WHAT YOU SHOULD DO:
Filter these entries so that only lines with the word "exact" remain.

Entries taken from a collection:
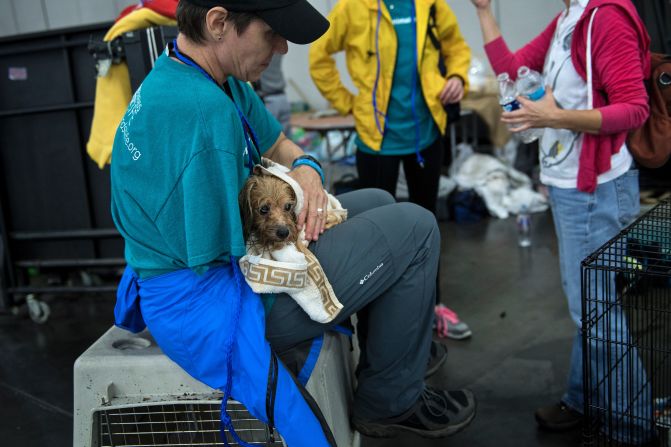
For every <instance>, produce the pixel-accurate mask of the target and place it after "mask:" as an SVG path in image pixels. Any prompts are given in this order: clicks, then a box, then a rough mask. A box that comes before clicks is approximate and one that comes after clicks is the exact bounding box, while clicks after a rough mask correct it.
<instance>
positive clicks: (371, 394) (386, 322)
mask: <svg viewBox="0 0 671 447" xmlns="http://www.w3.org/2000/svg"><path fill="white" fill-rule="evenodd" d="M338 199H339V200H340V201H341V203H342V205H343V207H344V208H346V209H347V210H348V219H347V221H345V222H343V223H342V224H339V225H337V226H335V227H333V228H331V229H330V230H328V231H326V232H325V233H324V234H323V235H322V236H320V238H319V240H318V241H317V242H315V243H312V244H311V245H310V250H311V251H312V252H313V253H314V254H315V255H316V256H317V258H318V259H319V262H320V263H321V265H322V268H323V269H324V271H325V273H326V276H327V277H328V278H329V281H330V282H331V285H332V286H333V290H334V292H335V294H336V296H337V297H338V299H339V300H340V302H341V303H342V304H343V306H344V308H343V310H342V311H341V312H340V314H339V315H338V317H337V318H336V320H335V321H333V322H331V323H329V324H326V325H324V324H320V323H317V322H315V321H312V320H311V319H310V318H309V317H308V315H307V314H306V313H305V312H304V311H303V310H302V309H301V308H300V307H299V306H298V305H297V304H296V302H295V301H294V300H293V299H291V297H289V296H288V295H284V294H281V295H278V296H277V299H276V300H275V303H274V304H273V307H272V309H271V311H270V313H269V315H268V316H267V321H266V337H267V339H268V340H269V341H270V343H271V345H272V346H273V348H274V349H275V350H276V351H278V352H282V351H284V350H286V349H288V348H290V347H292V346H294V345H296V344H297V343H300V342H302V341H305V340H308V339H311V338H314V337H316V336H319V335H320V334H322V333H323V332H324V331H326V330H328V329H329V328H330V327H331V326H333V325H335V324H339V323H342V322H343V321H346V320H348V319H349V317H350V316H351V315H352V314H354V313H357V317H358V327H357V331H358V336H359V341H360V345H361V359H360V365H359V369H358V373H359V374H358V387H357V390H356V393H355V397H354V408H353V412H354V414H355V415H356V416H357V417H358V418H361V419H365V420H377V419H383V418H387V417H392V416H396V415H399V414H401V413H403V412H405V411H406V410H408V409H409V408H410V407H412V406H413V405H414V403H415V402H416V401H417V399H418V398H419V395H420V393H421V392H422V390H423V389H424V373H425V372H426V366H427V361H428V359H429V348H430V344H431V331H432V323H433V307H434V304H435V293H436V290H435V288H436V271H437V268H438V258H439V254H440V233H439V230H438V226H437V224H436V219H435V217H434V216H433V214H431V213H430V212H429V211H427V210H425V209H424V208H422V207H420V206H418V205H415V204H412V203H395V201H394V199H393V197H392V196H391V195H390V194H388V193H387V192H384V191H382V190H377V189H364V190H359V191H353V192H350V193H347V194H343V195H341V196H339V197H338Z"/></svg>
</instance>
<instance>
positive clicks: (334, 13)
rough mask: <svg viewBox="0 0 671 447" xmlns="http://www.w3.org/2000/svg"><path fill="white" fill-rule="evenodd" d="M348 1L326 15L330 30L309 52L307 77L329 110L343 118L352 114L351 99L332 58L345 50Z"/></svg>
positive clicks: (349, 93)
mask: <svg viewBox="0 0 671 447" xmlns="http://www.w3.org/2000/svg"><path fill="white" fill-rule="evenodd" d="M347 5H348V0H340V1H339V2H338V3H336V5H335V6H334V7H333V10H332V11H331V13H329V15H328V19H329V22H330V23H331V26H330V27H329V29H328V31H327V32H326V33H325V34H324V35H323V36H322V37H320V38H319V39H318V40H317V41H315V42H314V43H313V44H312V45H311V46H310V50H309V53H308V54H309V57H308V58H309V66H310V76H311V77H312V80H313V81H314V83H315V85H316V86H317V89H318V90H319V91H320V92H321V94H322V95H323V96H324V98H326V99H327V100H328V101H329V102H330V103H331V106H332V107H333V108H334V109H336V110H337V111H338V112H339V113H341V114H343V115H346V114H348V113H350V112H351V111H352V106H353V104H354V95H353V94H352V92H350V91H349V90H347V88H346V87H345V85H344V84H343V83H342V79H341V78H340V73H338V68H337V67H336V63H335V59H334V58H333V54H335V53H338V52H340V51H343V50H344V49H345V39H346V37H347V27H348V25H347V24H348V18H347V14H348V13H347V9H348V8H347Z"/></svg>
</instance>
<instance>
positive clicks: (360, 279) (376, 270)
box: [359, 262, 384, 286]
mask: <svg viewBox="0 0 671 447" xmlns="http://www.w3.org/2000/svg"><path fill="white" fill-rule="evenodd" d="M383 266H384V262H382V263H380V265H378V266H377V267H375V270H373V271H372V272H368V274H367V275H366V276H364V277H363V278H361V279H360V280H359V284H360V285H362V286H363V284H364V283H365V282H366V281H368V280H369V279H370V277H371V276H373V275H374V274H375V272H377V271H378V270H380V269H381V268H382V267H383Z"/></svg>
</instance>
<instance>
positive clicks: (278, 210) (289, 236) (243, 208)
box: [238, 174, 298, 251]
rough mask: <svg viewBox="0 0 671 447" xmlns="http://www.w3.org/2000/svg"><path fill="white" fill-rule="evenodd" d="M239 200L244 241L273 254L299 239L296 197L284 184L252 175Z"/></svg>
mask: <svg viewBox="0 0 671 447" xmlns="http://www.w3.org/2000/svg"><path fill="white" fill-rule="evenodd" d="M238 201H239V203H240V212H241V214H242V222H243V232H244V235H245V240H246V241H247V242H249V243H252V244H253V245H255V246H257V247H258V248H260V249H267V250H269V251H274V250H278V249H280V248H282V247H283V246H284V245H286V244H287V243H295V242H296V241H297V240H298V226H297V223H296V213H295V207H296V195H295V194H294V190H293V189H292V188H291V186H289V184H288V183H287V182H285V181H283V180H282V179H280V178H278V177H275V176H273V175H264V174H255V175H252V176H250V177H249V178H248V179H247V183H245V186H244V187H243V188H242V191H240V195H239V198H238Z"/></svg>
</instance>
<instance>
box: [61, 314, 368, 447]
mask: <svg viewBox="0 0 671 447" xmlns="http://www.w3.org/2000/svg"><path fill="white" fill-rule="evenodd" d="M349 346H350V343H349V340H348V339H347V337H346V336H344V335H341V334H335V333H329V334H326V335H325V336H324V344H323V346H322V349H321V352H320V355H319V359H318V360H317V364H316V366H315V369H314V371H313V372H312V375H311V376H310V380H309V381H308V384H307V387H306V388H307V390H308V392H310V394H311V395H312V396H313V397H314V398H315V401H316V402H317V404H318V405H319V407H320V409H321V410H322V412H323V414H324V417H325V418H326V421H327V422H328V424H329V427H331V431H332V432H333V434H334V436H335V438H336V442H337V443H338V446H339V447H348V446H351V447H358V446H359V444H360V440H359V435H358V433H356V432H354V431H353V430H352V428H351V427H350V423H349V410H348V409H349V408H350V403H351V400H352V396H353V380H354V379H353V378H354V371H353V369H354V362H353V356H352V353H351V352H350V349H349ZM221 397H222V394H221V393H220V392H218V391H217V390H214V389H212V388H209V387H208V386H206V385H204V384H202V383H200V382H198V381H197V380H195V379H193V378H192V377H191V376H189V375H188V374H186V373H185V372H184V371H183V370H182V369H181V368H180V367H179V366H177V365H176V364H175V363H173V362H172V360H170V359H169V358H168V357H167V356H165V355H164V354H163V353H162V352H161V350H160V349H159V347H158V346H157V345H156V343H155V342H154V340H153V338H152V337H151V334H149V333H148V332H147V331H145V332H142V333H140V334H137V335H134V334H131V333H130V332H127V331H124V330H122V329H119V328H116V327H112V328H111V329H110V330H108V331H107V332H106V333H105V334H104V335H103V336H102V337H100V338H99V339H98V340H97V341H96V342H95V343H93V345H91V346H90V347H89V349H87V350H86V352H84V353H83V354H82V355H81V356H80V357H79V358H78V359H77V361H76V362H75V365H74V434H73V445H74V446H75V447H106V446H113V445H114V446H118V445H143V446H144V445H147V446H151V445H189V444H192V443H193V444H195V443H200V445H203V443H205V445H223V443H221V444H218V443H216V442H217V441H216V439H217V436H218V433H219V410H220V405H221ZM228 409H229V414H230V415H231V418H232V419H233V421H234V426H235V427H236V431H237V432H238V434H239V435H240V436H241V437H242V439H243V440H245V441H247V442H258V443H265V442H266V438H267V427H266V425H265V424H263V423H262V422H260V421H258V420H256V419H254V418H253V417H252V416H250V415H249V413H247V411H246V410H245V408H244V406H242V405H241V404H239V403H237V402H233V401H231V402H229V405H228ZM229 439H230V440H232V438H229ZM276 439H277V441H276V444H277V445H283V442H282V441H281V439H279V437H278V436H277V435H276ZM264 445H265V444H264Z"/></svg>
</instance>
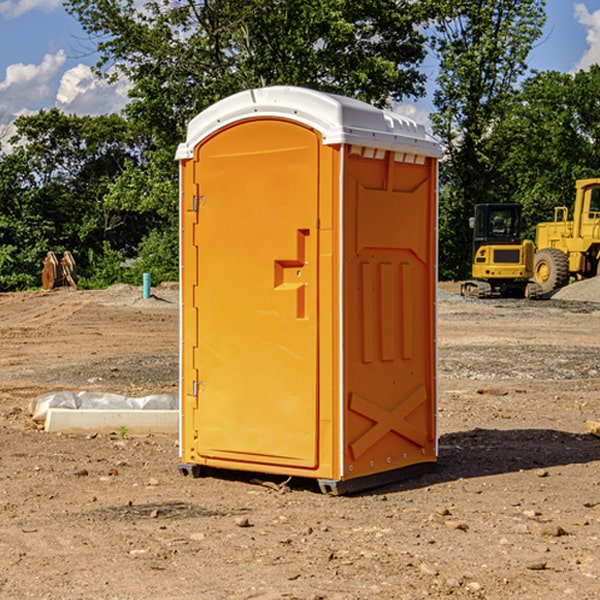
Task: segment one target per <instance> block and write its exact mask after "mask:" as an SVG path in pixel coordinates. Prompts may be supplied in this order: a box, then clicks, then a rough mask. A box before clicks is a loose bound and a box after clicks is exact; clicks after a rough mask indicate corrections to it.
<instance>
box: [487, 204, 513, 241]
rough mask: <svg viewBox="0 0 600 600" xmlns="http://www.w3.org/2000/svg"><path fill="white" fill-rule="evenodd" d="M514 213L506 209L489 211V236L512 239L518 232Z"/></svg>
mask: <svg viewBox="0 0 600 600" xmlns="http://www.w3.org/2000/svg"><path fill="white" fill-rule="evenodd" d="M515 217H516V215H515V212H514V211H512V210H507V209H500V208H499V209H495V210H491V211H490V216H489V223H490V236H492V237H501V238H504V237H514V236H515V235H516V234H517V231H518V224H517V219H516V218H515Z"/></svg>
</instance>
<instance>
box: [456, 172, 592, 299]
mask: <svg viewBox="0 0 600 600" xmlns="http://www.w3.org/2000/svg"><path fill="white" fill-rule="evenodd" d="M575 190H576V193H575V203H574V205H573V211H572V215H573V217H572V219H571V220H569V209H568V207H566V206H557V207H555V208H554V220H553V221H549V222H546V223H538V224H537V226H536V235H535V244H534V242H532V241H531V240H521V223H522V222H521V206H520V205H519V204H478V205H476V206H475V217H473V218H472V219H471V221H472V223H471V225H472V227H473V229H474V236H473V244H474V248H473V250H474V251H473V265H472V277H473V280H471V281H466V282H465V283H464V284H463V285H462V287H461V293H462V294H463V295H464V296H473V297H477V298H489V297H492V296H513V297H527V298H539V297H542V296H548V295H549V294H551V293H552V292H553V291H554V290H557V289H560V288H561V287H564V286H565V285H567V284H568V283H569V281H570V280H571V278H574V279H578V280H579V279H587V278H590V277H596V276H597V275H600V178H596V179H580V180H578V181H577V182H576V183H575ZM528 280H530V281H528Z"/></svg>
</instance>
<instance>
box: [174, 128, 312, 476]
mask: <svg viewBox="0 0 600 600" xmlns="http://www.w3.org/2000/svg"><path fill="white" fill-rule="evenodd" d="M319 148H320V138H319V136H318V134H317V133H315V132H314V131H313V130H312V129H309V128H307V127H304V126H301V125H299V124H297V123H294V122H291V121H286V120H279V119H265V120H246V121H241V122H239V123H236V124H233V125H230V126H229V127H227V128H224V129H222V130H219V131H217V132H216V133H215V134H213V135H212V136H211V137H209V138H207V139H206V140H204V141H203V142H201V143H200V144H199V145H198V147H197V148H196V149H195V160H194V169H195V170H194V187H195V189H196V196H195V198H194V199H193V201H192V199H188V204H190V203H191V204H194V205H195V206H193V207H191V208H189V209H190V210H195V209H197V223H196V226H195V234H194V238H195V241H194V244H195V245H196V246H197V248H196V250H195V252H196V256H197V268H198V276H197V282H198V284H197V288H196V291H195V298H194V309H195V311H194V312H195V314H196V315H197V316H196V320H197V324H196V326H197V331H198V337H197V340H198V342H197V348H195V349H194V350H193V352H194V358H193V363H194V372H196V373H198V380H199V381H197V382H189V381H187V382H185V381H184V386H186V387H185V389H186V392H187V394H195V395H196V396H197V398H196V406H197V409H196V410H195V411H193V412H194V417H193V418H194V430H196V431H197V440H196V452H197V454H198V457H199V459H200V460H199V461H198V462H200V463H202V462H203V460H202V459H213V460H212V462H213V464H221V465H223V461H233V462H234V463H235V464H232V467H233V468H243V465H244V463H250V465H249V467H248V468H254V465H256V468H258V466H259V465H289V466H293V467H296V468H298V467H300V468H313V467H315V466H316V465H317V462H318V456H317V442H318V440H317V434H318V432H317V421H318V397H317V335H318V313H317V308H318V307H317V295H318V289H317V288H318V286H317V282H318V274H317V260H316V257H317V243H318V237H317V230H316V224H317V216H318V160H319ZM184 268H185V265H184ZM188 326H190V322H189V320H188V322H186V320H185V317H184V327H188ZM184 351H186V350H184ZM187 351H188V352H189V351H190V349H189V348H188V349H187ZM185 375H186V374H185V373H184V379H185ZM215 461H216V462H215ZM209 462H211V461H209Z"/></svg>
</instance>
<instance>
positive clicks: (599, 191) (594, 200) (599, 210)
mask: <svg viewBox="0 0 600 600" xmlns="http://www.w3.org/2000/svg"><path fill="white" fill-rule="evenodd" d="M589 213H590V214H589V216H588V218H590V219H600V188H592V190H590V208H589Z"/></svg>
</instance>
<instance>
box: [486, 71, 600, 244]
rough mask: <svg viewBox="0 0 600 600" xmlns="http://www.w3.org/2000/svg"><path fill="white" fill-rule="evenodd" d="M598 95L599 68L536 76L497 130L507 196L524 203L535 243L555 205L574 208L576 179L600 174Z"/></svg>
mask: <svg viewBox="0 0 600 600" xmlns="http://www.w3.org/2000/svg"><path fill="white" fill-rule="evenodd" d="M599 96H600V66H599V65H593V66H592V67H591V68H590V69H589V71H578V72H577V73H576V74H574V75H573V74H567V73H558V72H556V71H548V72H543V73H537V74H535V75H534V76H532V77H530V78H529V79H527V80H526V81H525V82H524V83H523V86H522V90H521V92H520V93H519V95H518V97H517V102H515V103H514V105H513V108H512V110H511V112H510V114H508V115H507V117H506V118H505V119H504V120H503V121H502V123H501V124H499V126H498V127H497V128H496V129H495V136H494V145H495V149H494V151H495V152H496V153H500V152H502V155H503V157H504V158H503V161H502V163H501V165H500V166H499V169H498V171H499V175H500V177H501V179H502V181H503V187H504V191H503V195H505V196H506V197H512V199H513V200H514V201H516V202H520V203H521V204H523V206H524V214H525V216H526V218H527V222H528V224H529V227H528V231H527V236H528V237H530V238H532V239H533V238H534V236H535V224H536V223H538V222H540V221H548V220H552V219H553V208H554V207H555V206H568V207H571V205H572V202H573V199H574V196H575V180H576V179H585V178H588V177H598V176H600V171H599V169H598V165H600V106H599V105H598V101H597V99H598V97H599Z"/></svg>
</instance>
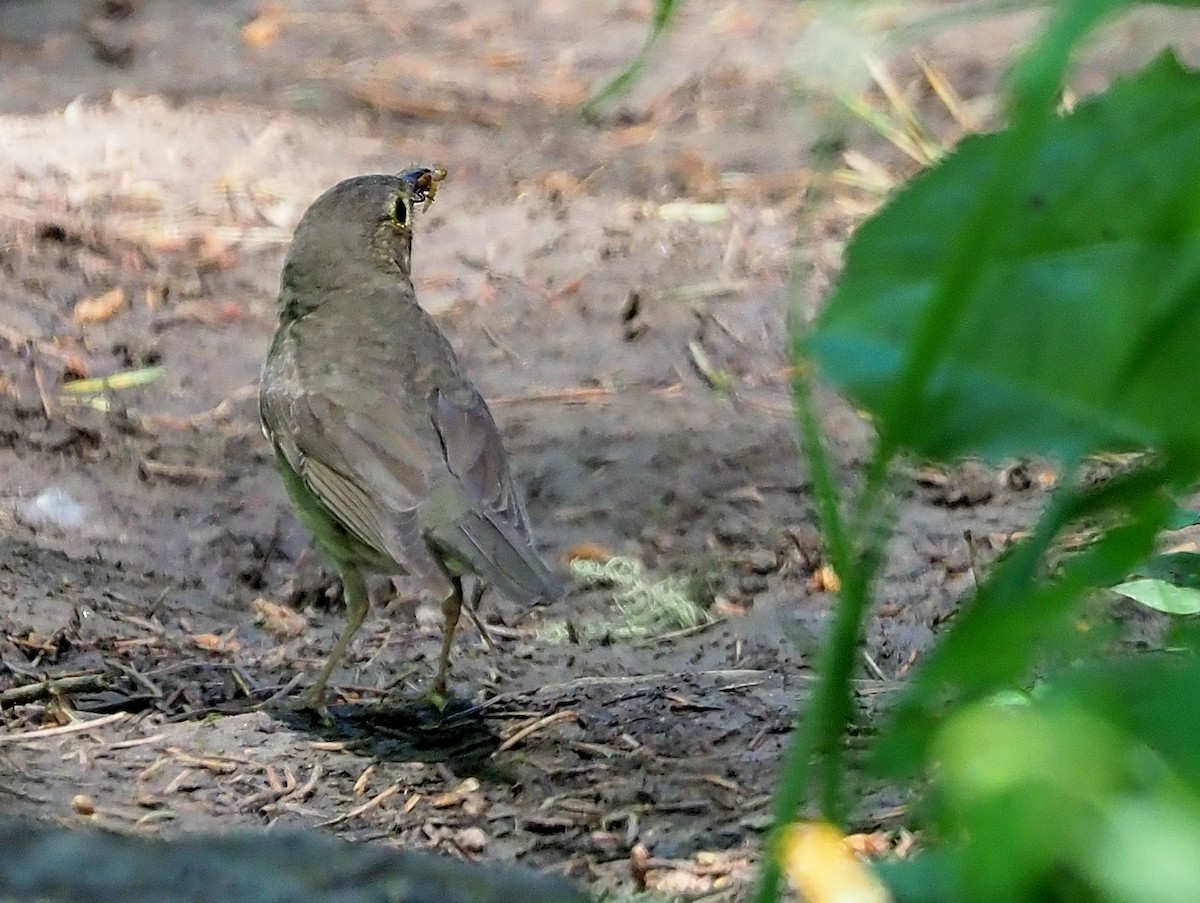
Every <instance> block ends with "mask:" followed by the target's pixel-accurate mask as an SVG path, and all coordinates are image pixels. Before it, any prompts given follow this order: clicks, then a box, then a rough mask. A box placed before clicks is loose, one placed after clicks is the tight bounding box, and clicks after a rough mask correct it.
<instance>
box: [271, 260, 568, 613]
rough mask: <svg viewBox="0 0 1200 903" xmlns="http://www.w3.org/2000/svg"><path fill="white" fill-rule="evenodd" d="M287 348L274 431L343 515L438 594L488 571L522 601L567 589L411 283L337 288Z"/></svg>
mask: <svg viewBox="0 0 1200 903" xmlns="http://www.w3.org/2000/svg"><path fill="white" fill-rule="evenodd" d="M276 346H277V348H276V351H275V352H274V353H272V358H274V363H271V361H269V364H268V367H266V370H264V377H263V412H264V423H268V426H269V430H271V431H274V432H278V433H282V435H281V437H280V438H278V439H277V441H276V444H277V447H281V448H283V449H284V454H286V455H288V458H289V461H290V460H292V459H293V458H295V459H298V460H296V461H292V464H293V467H294V470H296V472H298V473H300V474H301V477H304V478H305V479H306V482H307V483H308V484H310V486H311V488H313V490H314V492H316V495H317V496H318V497H319V498H320V500H322V503H323V504H324V506H325V507H326V509H329V512H330V513H331V514H332V515H334V516H335V518H336V519H338V521H343V520H346V519H350V520H354V521H356V522H358V524H360V525H365V526H361V527H360V530H361V532H362V533H364V534H365V536H366V539H367V542H368V543H370V544H371V545H376V546H380V548H379V551H382V552H386V555H388V556H390V557H391V558H392V560H394V561H395V562H396V563H397V564H398V566H401V568H402V569H403V570H407V572H409V573H414V574H418V575H420V576H422V578H425V580H426V582H427V584H432V585H434V586H433V587H431V588H438V590H442V588H443V586H442V585H444V582H445V574H446V573H450V574H461V573H475V574H479V575H480V576H482V578H484V579H485V580H487V581H488V582H491V584H493V585H494V586H496V587H497V588H498V590H500V592H503V593H504V594H505V596H508V597H510V598H512V599H514V600H517V602H540V600H550V599H554V598H558V597H559V596H560V594H562V587H560V585H559V581H558V580H557V578H556V576H554V575H553V574H552V573H551V572H550V569H548V568H547V567H546V564H545V563H544V562H542V560H541V557H540V556H539V555H538V552H536V551H535V550H534V546H533V538H532V536H530V531H529V527H528V522H527V519H526V514H524V508H523V506H522V503H521V500H520V496H518V495H517V492H516V488H515V485H514V480H512V476H511V472H510V470H509V464H508V456H506V454H505V452H504V447H503V442H502V437H500V432H499V430H498V429H497V426H496V421H494V420H493V418H492V415H491V412H490V411H488V408H487V405H486V402H485V401H484V399H482V396H481V395H480V394H479V391H478V390H476V389H475V387H474V385H473V384H472V383H470V381H469V379H468V378H467V376H466V373H464V372H463V369H462V365H461V363H460V361H458V358H457V355H456V354H455V353H454V349H452V348H451V346H450V343H449V342H448V341H446V339H445V336H444V335H442V331H440V330H439V329H438V327H437V323H436V322H434V321H433V318H432V317H430V316H428V315H427V313H426V312H425V311H424V310H422V309H421V307H420V306H419V305H418V304H416V301H415V297H414V295H413V289H412V286H410V283H407V281H403V280H398V279H395V277H390V279H384V277H382V276H377V277H374V279H368V280H367V281H366V282H360V283H358V285H354V286H346V287H341V286H337V287H335V286H330V287H328V288H326V291H325V294H324V297H323V299H322V303H320V305H319V306H317V307H314V309H313V310H311V311H310V312H307V313H306V315H305V316H302V317H301V318H299V319H296V321H294V322H293V323H290V324H287V325H284V327H282V328H281V333H280V335H278V336H277V339H276ZM314 484H316V485H314ZM365 508H366V509H368V510H364V509H365ZM438 572H440V578H442V579H440V580H438V576H439V574H438Z"/></svg>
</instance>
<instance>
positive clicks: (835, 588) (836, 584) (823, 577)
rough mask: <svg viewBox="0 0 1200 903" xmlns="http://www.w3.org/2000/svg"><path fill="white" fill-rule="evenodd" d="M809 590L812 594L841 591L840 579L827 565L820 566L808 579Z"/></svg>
mask: <svg viewBox="0 0 1200 903" xmlns="http://www.w3.org/2000/svg"><path fill="white" fill-rule="evenodd" d="M809 588H811V590H812V592H838V591H839V590H841V579H840V578H839V576H838V572H836V570H834V569H833V568H832V567H829V566H828V564H822V566H821V567H820V568H817V569H816V570H814V572H812V576H811V578H810V579H809Z"/></svg>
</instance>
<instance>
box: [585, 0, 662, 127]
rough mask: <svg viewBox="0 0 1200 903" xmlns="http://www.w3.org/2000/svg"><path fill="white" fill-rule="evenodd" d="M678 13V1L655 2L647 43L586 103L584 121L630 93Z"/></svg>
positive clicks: (650, 21)
mask: <svg viewBox="0 0 1200 903" xmlns="http://www.w3.org/2000/svg"><path fill="white" fill-rule="evenodd" d="M677 12H678V4H677V2H676V0H654V11H653V13H652V14H650V30H649V31H648V32H647V35H646V43H644V44H642V49H641V50H640V52H638V54H637V56H635V58H634V59H632V60H631V61H630V64H629V65H628V66H625V68H624V70H622V71H620V72H619V73H617V76H614V77H613V78H612V79H611V80H610V82H607V83H606V84H605V85H604V86H602V88H601V89H600V90H599V91H596V92H595V94H593V95H592V96H590V97H588V100H587V101H584V103H583V109H582V110H581V113H582V115H583V118H584V119H588V120H593V119H596V118H598V116H599V114H600V109H601V108H602V107H605V106H607V104H608V103H611V102H612V101H614V100H617V97H620V96H624V95H625V94H628V92H629V90H630V88H632V86H634V82H636V80H637V77H638V76H640V74H641V72H642V66H644V65H646V58H647V56H649V54H650V50H652V49H653V48H654V46H655V44H656V43H658V42H659V40H660V38H661V37H662V36H664V35H665V34H666V31H667V28H670V26H671V23H672V22H673V20H674V17H676V13H677Z"/></svg>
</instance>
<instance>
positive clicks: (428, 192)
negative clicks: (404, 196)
mask: <svg viewBox="0 0 1200 903" xmlns="http://www.w3.org/2000/svg"><path fill="white" fill-rule="evenodd" d="M400 178H401V179H403V180H404V181H407V183H408V185H409V186H410V189H412V192H413V204H414V205H416V204H421V213H425V211H426V210H428V209H430V204H432V203H433V197H434V196H436V195H437V193H438V184H439V183H442V181H444V180H445V178H446V171H445V167H440V166H434V167H432V168H430V167H425V166H419V167H413V168H412V169H406V171H404V172H402V173H400Z"/></svg>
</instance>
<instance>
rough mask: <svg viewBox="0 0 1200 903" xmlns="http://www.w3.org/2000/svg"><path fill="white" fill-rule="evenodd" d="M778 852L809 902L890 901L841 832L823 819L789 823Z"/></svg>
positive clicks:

SOLUTION FOR THIS TASK:
For every <instance>, produce the pixel-accurate mask of the target and place it after "mask:" as an SVG path in image pixels. Any prompts are given in this order: clicks, then a box, then a rough mask. A box that comes before clicks is approximate and one that comes after clicks is the exact bounding box, while clicks after a rough mask correct it.
Task: segment one target per <instance> block and write its exact mask after "mask:" as an SVG path in pixel coordinates. Prompts may be supplied in this order: a box, then clicks, then a rough mask. A box before clicks is a loose bound and a box after clicks is exact; clicks after a rough mask indicate corrections to it.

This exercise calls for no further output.